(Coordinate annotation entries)
start

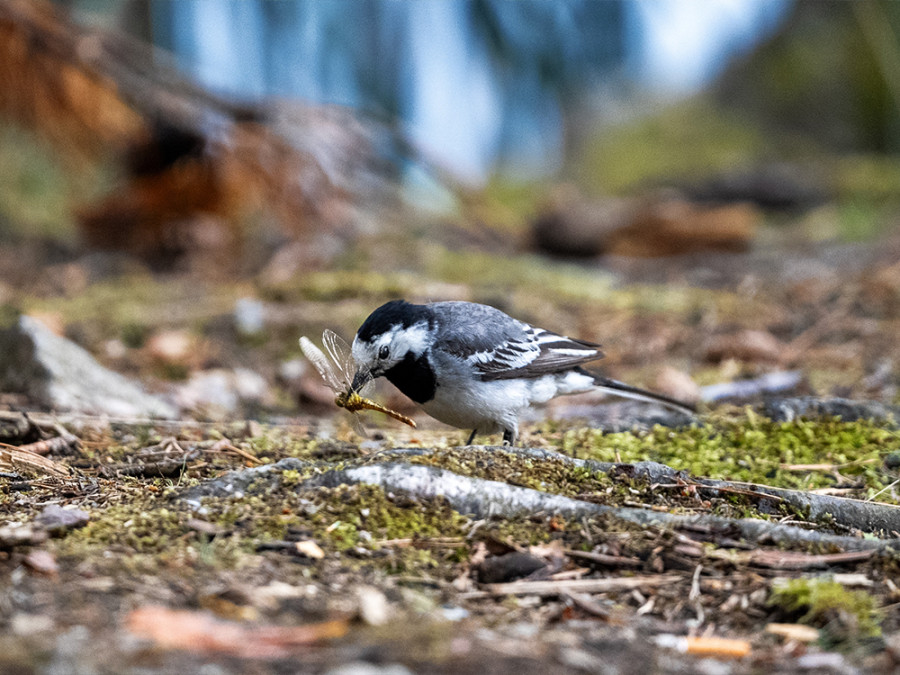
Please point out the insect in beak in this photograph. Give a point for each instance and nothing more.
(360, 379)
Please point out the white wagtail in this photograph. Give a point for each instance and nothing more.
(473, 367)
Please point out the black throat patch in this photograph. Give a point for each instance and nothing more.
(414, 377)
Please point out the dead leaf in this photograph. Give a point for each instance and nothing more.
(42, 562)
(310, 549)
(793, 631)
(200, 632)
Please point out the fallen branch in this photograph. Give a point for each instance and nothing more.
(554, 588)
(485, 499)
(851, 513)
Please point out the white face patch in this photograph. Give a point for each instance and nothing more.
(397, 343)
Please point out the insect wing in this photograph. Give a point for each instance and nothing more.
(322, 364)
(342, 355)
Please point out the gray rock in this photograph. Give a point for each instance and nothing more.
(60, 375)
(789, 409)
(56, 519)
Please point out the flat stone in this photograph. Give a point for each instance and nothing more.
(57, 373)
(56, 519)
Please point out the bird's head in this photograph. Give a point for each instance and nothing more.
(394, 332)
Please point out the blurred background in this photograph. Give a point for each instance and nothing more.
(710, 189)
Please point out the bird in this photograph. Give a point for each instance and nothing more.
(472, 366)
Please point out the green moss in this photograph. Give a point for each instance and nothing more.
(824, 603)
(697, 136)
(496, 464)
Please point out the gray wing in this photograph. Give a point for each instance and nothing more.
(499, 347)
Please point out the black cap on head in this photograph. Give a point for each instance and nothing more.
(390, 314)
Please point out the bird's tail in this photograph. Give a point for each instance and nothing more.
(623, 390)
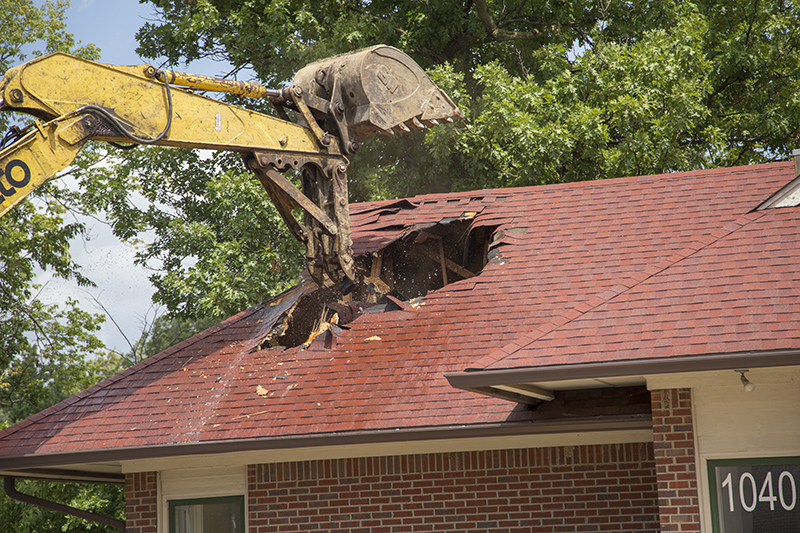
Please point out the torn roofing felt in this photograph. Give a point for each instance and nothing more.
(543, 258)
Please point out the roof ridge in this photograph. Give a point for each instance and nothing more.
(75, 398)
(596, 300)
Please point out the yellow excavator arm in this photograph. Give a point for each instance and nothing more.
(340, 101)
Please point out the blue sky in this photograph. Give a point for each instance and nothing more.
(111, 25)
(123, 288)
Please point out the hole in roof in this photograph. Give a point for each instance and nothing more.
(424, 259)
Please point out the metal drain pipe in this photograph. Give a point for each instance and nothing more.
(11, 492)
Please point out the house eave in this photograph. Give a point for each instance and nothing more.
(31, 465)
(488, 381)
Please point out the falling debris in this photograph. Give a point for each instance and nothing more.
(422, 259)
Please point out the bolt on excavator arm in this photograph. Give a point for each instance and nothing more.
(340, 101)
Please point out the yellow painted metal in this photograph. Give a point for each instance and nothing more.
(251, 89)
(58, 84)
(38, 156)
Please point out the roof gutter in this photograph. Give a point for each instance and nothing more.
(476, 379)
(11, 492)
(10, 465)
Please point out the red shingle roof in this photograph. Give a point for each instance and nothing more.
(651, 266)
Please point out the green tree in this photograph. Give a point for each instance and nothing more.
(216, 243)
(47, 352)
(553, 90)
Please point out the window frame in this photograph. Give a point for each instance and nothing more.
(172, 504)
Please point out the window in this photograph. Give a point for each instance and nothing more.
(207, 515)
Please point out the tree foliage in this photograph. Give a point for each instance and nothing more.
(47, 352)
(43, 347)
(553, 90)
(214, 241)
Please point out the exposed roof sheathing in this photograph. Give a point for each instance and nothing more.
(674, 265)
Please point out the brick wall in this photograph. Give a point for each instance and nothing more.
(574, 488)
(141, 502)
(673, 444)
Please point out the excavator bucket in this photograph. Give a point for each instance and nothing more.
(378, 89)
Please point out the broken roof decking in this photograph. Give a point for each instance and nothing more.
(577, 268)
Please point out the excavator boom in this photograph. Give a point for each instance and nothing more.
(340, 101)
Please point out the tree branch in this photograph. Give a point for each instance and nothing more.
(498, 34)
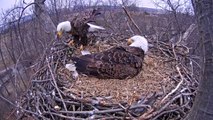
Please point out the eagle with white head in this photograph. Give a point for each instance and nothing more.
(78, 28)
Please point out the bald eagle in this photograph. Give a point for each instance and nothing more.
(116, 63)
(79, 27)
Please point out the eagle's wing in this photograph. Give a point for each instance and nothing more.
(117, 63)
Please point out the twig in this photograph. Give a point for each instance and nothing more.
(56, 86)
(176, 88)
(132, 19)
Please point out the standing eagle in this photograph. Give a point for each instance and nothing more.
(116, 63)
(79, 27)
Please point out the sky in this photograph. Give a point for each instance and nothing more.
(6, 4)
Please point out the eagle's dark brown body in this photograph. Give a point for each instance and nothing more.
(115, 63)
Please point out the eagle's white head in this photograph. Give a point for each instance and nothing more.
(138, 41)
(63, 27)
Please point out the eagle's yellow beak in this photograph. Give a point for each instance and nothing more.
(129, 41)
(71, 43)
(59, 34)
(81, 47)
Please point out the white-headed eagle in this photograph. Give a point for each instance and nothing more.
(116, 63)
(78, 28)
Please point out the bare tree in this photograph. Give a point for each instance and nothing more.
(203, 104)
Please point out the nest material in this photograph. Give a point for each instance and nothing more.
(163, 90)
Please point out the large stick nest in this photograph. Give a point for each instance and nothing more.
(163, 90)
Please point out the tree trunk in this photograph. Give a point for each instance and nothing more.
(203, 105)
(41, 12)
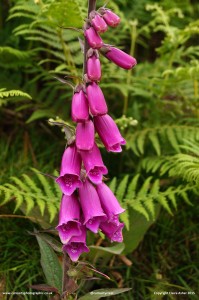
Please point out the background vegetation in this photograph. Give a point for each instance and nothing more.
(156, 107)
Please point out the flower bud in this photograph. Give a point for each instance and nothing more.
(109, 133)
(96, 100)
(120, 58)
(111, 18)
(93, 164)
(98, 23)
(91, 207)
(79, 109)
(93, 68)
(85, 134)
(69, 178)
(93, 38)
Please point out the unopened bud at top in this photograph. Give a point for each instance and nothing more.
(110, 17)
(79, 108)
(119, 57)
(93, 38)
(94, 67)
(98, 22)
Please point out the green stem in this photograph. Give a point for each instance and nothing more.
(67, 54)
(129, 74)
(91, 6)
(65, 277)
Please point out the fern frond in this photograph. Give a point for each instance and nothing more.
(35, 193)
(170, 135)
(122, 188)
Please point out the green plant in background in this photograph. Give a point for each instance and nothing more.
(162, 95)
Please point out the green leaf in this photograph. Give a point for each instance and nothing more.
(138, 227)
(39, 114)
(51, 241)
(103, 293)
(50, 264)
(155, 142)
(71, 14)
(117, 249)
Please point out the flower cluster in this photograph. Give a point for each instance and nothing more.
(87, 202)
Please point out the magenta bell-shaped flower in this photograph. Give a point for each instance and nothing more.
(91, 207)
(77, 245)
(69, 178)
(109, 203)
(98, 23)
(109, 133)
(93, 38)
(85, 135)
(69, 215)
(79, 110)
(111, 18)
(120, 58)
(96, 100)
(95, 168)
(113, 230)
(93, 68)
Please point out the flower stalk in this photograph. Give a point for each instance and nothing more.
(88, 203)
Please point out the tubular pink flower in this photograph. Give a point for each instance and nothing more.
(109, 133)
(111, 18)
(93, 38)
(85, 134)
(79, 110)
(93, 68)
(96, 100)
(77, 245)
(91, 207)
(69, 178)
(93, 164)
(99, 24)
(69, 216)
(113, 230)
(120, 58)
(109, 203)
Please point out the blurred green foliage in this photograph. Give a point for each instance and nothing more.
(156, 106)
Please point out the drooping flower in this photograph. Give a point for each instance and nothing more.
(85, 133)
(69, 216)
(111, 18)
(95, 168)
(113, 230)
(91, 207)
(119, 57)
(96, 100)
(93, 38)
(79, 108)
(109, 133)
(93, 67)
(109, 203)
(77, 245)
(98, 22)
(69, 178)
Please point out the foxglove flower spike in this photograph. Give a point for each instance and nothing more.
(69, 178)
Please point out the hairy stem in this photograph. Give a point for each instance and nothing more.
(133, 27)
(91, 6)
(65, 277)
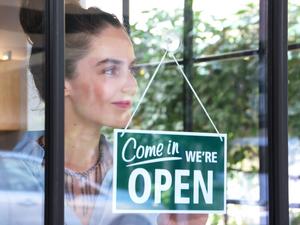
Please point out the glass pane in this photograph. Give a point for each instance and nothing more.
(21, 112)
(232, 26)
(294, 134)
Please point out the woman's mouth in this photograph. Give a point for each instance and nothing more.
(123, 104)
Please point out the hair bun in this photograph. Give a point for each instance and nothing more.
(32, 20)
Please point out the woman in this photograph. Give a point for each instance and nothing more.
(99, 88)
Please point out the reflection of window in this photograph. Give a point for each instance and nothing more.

end

### WORK TO COMPLETE
Starting at the line that contains "Please point out the glass", write out every line to the end of the entries, exactly as given.

### WRITTEN SOLUTION
Please point out the glass pane in this photograph. Give a point for each instance and nothing more.
(21, 112)
(232, 26)
(294, 134)
Please point out the woman's mouth in this photograph. Give a point for each instance and nothing more.
(123, 104)
Please point out the hair bun in this photograph. Give a point for each instance and nothing more.
(32, 20)
Please point out the woman in this photograph. Give a point for each instance and nothing more.
(99, 88)
Please point out the reflection of window in this photograph. Give a point for each instance and nothing more.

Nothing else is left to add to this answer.